* **EXERCISE BRIEF**
Return every line below unchanged, character for character, in the same order.

* **SUPPLIED RECORDS**
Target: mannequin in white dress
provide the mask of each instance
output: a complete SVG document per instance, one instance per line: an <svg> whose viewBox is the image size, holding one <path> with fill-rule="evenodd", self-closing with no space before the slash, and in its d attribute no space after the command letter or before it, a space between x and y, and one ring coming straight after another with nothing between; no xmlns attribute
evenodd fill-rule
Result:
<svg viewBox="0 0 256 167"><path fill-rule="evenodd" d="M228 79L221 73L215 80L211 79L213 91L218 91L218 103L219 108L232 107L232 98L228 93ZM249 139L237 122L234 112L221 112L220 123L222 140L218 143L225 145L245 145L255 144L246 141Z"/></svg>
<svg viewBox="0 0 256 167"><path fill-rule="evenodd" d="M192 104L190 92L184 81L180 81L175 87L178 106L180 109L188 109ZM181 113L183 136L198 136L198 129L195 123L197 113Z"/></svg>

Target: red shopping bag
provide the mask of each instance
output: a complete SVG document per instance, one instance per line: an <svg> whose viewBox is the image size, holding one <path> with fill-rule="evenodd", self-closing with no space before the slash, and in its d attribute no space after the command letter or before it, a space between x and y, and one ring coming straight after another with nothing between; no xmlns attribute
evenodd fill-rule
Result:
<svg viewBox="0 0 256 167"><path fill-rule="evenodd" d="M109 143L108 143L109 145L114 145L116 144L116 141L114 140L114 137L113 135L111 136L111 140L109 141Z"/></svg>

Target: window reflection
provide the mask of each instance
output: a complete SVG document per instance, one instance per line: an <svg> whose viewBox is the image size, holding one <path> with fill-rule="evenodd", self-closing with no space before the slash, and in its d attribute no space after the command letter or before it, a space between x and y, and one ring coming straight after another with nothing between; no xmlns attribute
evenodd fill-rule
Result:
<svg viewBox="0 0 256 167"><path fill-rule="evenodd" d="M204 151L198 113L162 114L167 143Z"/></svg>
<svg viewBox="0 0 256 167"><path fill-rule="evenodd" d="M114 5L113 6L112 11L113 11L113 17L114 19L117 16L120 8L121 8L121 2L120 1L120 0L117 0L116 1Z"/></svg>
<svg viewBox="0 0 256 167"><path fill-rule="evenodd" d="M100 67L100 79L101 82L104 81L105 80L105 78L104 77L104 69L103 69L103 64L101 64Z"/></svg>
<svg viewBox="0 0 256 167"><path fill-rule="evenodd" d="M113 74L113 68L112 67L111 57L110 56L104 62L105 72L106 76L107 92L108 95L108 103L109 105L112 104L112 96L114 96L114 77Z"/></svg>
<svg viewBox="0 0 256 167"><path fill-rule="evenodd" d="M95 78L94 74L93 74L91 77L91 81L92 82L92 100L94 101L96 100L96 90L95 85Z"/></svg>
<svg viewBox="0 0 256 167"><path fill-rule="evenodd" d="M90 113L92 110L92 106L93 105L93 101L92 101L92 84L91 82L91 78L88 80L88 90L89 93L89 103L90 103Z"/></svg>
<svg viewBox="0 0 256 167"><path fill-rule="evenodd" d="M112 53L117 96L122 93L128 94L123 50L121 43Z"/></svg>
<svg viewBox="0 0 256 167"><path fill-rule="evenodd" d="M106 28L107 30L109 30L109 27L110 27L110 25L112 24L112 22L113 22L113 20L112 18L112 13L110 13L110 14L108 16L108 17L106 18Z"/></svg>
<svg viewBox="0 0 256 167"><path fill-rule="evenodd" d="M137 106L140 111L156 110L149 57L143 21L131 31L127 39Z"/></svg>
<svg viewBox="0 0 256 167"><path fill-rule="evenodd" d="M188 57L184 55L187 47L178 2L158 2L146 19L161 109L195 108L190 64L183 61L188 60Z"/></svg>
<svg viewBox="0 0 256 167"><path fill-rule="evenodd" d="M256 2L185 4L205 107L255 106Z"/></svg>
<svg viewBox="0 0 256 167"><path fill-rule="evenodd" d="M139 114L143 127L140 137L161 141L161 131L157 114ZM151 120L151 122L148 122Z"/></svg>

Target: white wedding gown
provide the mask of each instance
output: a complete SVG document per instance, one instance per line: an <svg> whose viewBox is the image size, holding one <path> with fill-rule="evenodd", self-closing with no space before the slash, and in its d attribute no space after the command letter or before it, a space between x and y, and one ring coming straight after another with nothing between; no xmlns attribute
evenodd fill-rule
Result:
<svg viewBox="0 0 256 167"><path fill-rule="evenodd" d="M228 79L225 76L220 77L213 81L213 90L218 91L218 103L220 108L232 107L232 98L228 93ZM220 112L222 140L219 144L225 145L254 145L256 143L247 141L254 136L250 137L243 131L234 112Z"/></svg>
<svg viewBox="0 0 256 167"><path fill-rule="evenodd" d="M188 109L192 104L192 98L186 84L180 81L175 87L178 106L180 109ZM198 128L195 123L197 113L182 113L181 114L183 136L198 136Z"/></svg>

* **THE ANSWER**
Target: mannequin in white dress
provide the mask of each instance
output: a complete SVG document per instance, one instance per line: an <svg> whose viewBox is the image size, holding one <path> with fill-rule="evenodd", self-closing with no space before the slash, and in its d attribute no space after the command letter or before it, a space between x and y, and one ring coming straight after another with nothing between; no xmlns attribute
evenodd fill-rule
Result:
<svg viewBox="0 0 256 167"><path fill-rule="evenodd" d="M228 79L221 73L215 80L211 79L213 91L218 91L218 103L219 108L232 107L232 98L228 93ZM249 139L237 122L234 112L221 112L220 123L222 140L218 143L225 145L245 145L255 144L246 141Z"/></svg>
<svg viewBox="0 0 256 167"><path fill-rule="evenodd" d="M192 104L190 92L184 81L180 81L175 87L178 106L180 109L188 109ZM181 113L183 136L198 136L198 129L195 123L197 113Z"/></svg>

Target: red shopping bag
provide the mask of each instance
output: a complete SVG document per instance, one instance per line: an <svg> whose viewBox is the image size, holding one <path> with fill-rule="evenodd", self-closing with no space before the slash, and in its d attribute no space after the command letter or before it, a space between x and y, and one ring coming straight after another with nothing between; no xmlns attribute
evenodd fill-rule
Result:
<svg viewBox="0 0 256 167"><path fill-rule="evenodd" d="M109 143L108 143L109 145L114 145L116 144L116 141L114 140L114 137L113 135L111 136L111 140L109 141Z"/></svg>

Target: window reflection
provide the mask of each instance
output: a complete SVG document per instance, one instance per line: an <svg> whose viewBox is the image size, holding one <path> with fill-rule="evenodd", self-closing with no space before the slash, and in its d attribute no space after the command letter or before it, a space between x and y, and one ring coming straight after another with nothing between; no xmlns attribute
evenodd fill-rule
Result:
<svg viewBox="0 0 256 167"><path fill-rule="evenodd" d="M204 151L198 113L162 114L167 143Z"/></svg>
<svg viewBox="0 0 256 167"><path fill-rule="evenodd" d="M114 5L113 6L112 11L113 11L113 17L114 19L117 16L120 8L121 8L121 2L120 1L120 0L117 0L116 1Z"/></svg>
<svg viewBox="0 0 256 167"><path fill-rule="evenodd" d="M100 67L100 79L101 82L104 81L105 80L105 78L104 77L104 69L103 69L103 64L101 64Z"/></svg>
<svg viewBox="0 0 256 167"><path fill-rule="evenodd" d="M113 74L113 68L112 67L111 57L110 56L104 62L105 72L106 76L107 92L108 95L108 103L109 105L112 104L112 96L114 96L114 77Z"/></svg>
<svg viewBox="0 0 256 167"><path fill-rule="evenodd" d="M95 78L94 74L93 74L91 77L91 81L92 82L92 100L94 101L96 100L96 90L95 85Z"/></svg>
<svg viewBox="0 0 256 167"><path fill-rule="evenodd" d="M90 113L92 110L92 106L93 105L93 101L92 101L92 84L91 82L91 78L88 80L88 90L89 93L89 103L90 103Z"/></svg>
<svg viewBox="0 0 256 167"><path fill-rule="evenodd" d="M112 53L117 96L122 93L128 94L123 50L121 43Z"/></svg>
<svg viewBox="0 0 256 167"><path fill-rule="evenodd" d="M106 28L107 30L109 30L109 27L110 27L110 25L112 24L112 22L113 22L113 20L112 18L112 13L110 13L110 14L108 16L108 17L106 18Z"/></svg>
<svg viewBox="0 0 256 167"><path fill-rule="evenodd" d="M137 106L140 111L156 110L149 57L143 21L131 31L127 39Z"/></svg>
<svg viewBox="0 0 256 167"><path fill-rule="evenodd" d="M188 57L184 55L187 47L178 2L158 2L146 19L161 109L195 108L190 64L183 61L188 60Z"/></svg>
<svg viewBox="0 0 256 167"><path fill-rule="evenodd" d="M256 2L185 4L205 107L255 106Z"/></svg>
<svg viewBox="0 0 256 167"><path fill-rule="evenodd" d="M139 114L143 127L140 137L161 141L161 131L157 114ZM151 120L151 122L148 122Z"/></svg>

Target: white wedding gown
provide the mask of each instance
output: a complete SVG document per instance, one instance per line: an <svg> whose viewBox is the image size, holding one <path> with fill-rule="evenodd", self-closing with no space before the slash, and in its d attribute no space after the command letter or before it, a space between x and y, and one ring coming straight after another with nothing between; no xmlns attribute
evenodd fill-rule
Result:
<svg viewBox="0 0 256 167"><path fill-rule="evenodd" d="M228 79L225 76L220 77L213 81L213 90L218 91L218 103L220 108L232 107L232 98L228 93ZM220 112L222 140L219 144L225 145L254 145L256 143L247 141L254 136L250 137L243 131L234 112Z"/></svg>
<svg viewBox="0 0 256 167"><path fill-rule="evenodd" d="M188 109L192 104L192 98L186 84L180 81L175 87L178 106L180 109ZM198 128L195 123L197 113L182 113L181 114L183 136L198 136Z"/></svg>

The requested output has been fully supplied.